Stated task = Could you write out every record below exactly, leaving out any pictures?

Labeled-object pointing entries:
- - - -

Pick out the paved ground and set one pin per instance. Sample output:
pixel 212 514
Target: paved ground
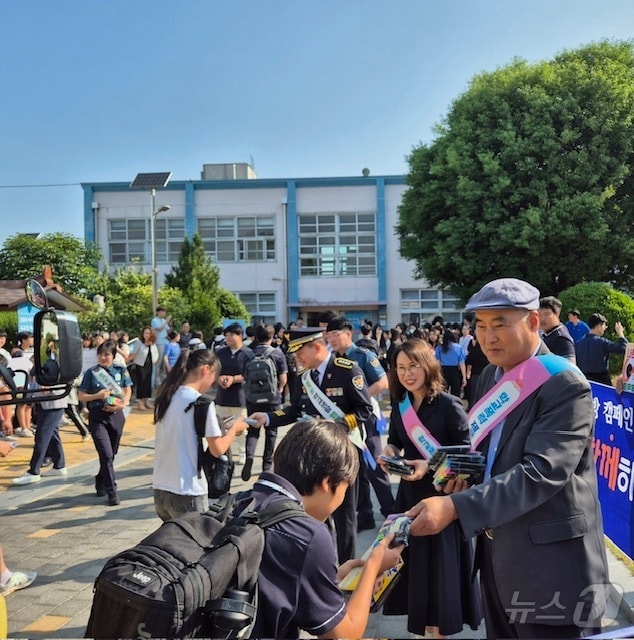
pixel 60 529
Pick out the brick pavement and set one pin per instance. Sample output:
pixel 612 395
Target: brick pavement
pixel 59 528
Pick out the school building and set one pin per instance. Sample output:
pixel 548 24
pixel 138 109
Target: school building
pixel 287 247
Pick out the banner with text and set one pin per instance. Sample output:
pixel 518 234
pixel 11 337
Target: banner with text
pixel 614 456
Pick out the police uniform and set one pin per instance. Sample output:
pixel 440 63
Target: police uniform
pixel 380 481
pixel 344 384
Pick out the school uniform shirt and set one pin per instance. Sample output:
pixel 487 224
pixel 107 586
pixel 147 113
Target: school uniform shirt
pixel 232 363
pixel 90 384
pixel 176 446
pixel 297 584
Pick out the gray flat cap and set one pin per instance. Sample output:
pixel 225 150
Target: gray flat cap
pixel 505 293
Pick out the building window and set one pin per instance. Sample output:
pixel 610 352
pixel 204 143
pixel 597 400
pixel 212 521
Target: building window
pixel 129 241
pixel 243 239
pixel 421 305
pixel 337 244
pixel 261 305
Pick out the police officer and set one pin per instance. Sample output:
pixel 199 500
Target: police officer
pixel 335 388
pixel 339 335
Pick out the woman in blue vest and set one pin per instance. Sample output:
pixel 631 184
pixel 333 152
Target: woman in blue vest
pixel 106 389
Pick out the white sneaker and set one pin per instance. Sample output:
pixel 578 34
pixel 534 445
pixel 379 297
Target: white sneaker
pixel 27 478
pixel 62 471
pixel 18 580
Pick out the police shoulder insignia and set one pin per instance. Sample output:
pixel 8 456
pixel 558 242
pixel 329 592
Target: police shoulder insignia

- - - -

The reply =
Pick out the paved ground and set one pin per instance. Sample output:
pixel 212 514
Target: paved ground
pixel 60 529
Pick out the brick pavement and set one pin per instance. Sample output:
pixel 612 395
Target: brick pavement
pixel 59 528
Pick out the school building and set one pin per instance. Sample output:
pixel 548 24
pixel 138 109
Target: school building
pixel 287 247
Pick out the banner with text and set one pin per instance. Sample output:
pixel 518 234
pixel 11 337
Target: banner with text
pixel 614 456
Pick out the police uniform and set one pin per instance. Sample output:
pixel 440 63
Target: police uniform
pixel 380 481
pixel 344 384
Pick out the school uniform shirt and set one pin per instance. Sample output:
pixel 487 224
pixel 107 586
pixel 147 113
Target: school uniform shirt
pixel 232 363
pixel 90 384
pixel 176 446
pixel 297 584
Pick out the gray flat cap and set one pin per instance. Sample output:
pixel 225 150
Target: gray flat cap
pixel 505 293
Pick out the building window and set one pin per instance. Sample output:
pixel 610 352
pixel 204 143
pixel 597 400
pixel 212 521
Target: building window
pixel 129 241
pixel 243 239
pixel 421 305
pixel 337 244
pixel 261 305
Pick out the police officer and set one pin per instance. Sample output:
pixel 199 500
Target: police officer
pixel 335 388
pixel 339 335
Pick out the woman in blue vest and set one pin per instance. Sample output:
pixel 631 184
pixel 333 152
Target: woman in blue vest
pixel 106 389
Pick out the white sneaker and set one pin per instance. Sample output:
pixel 578 34
pixel 534 445
pixel 379 297
Target: white sneaker
pixel 27 478
pixel 62 471
pixel 18 580
Pick out the police shoulder insignia and set one pin per instance. Sample output:
pixel 8 456
pixel 558 242
pixel 329 592
Target: police shoulder insignia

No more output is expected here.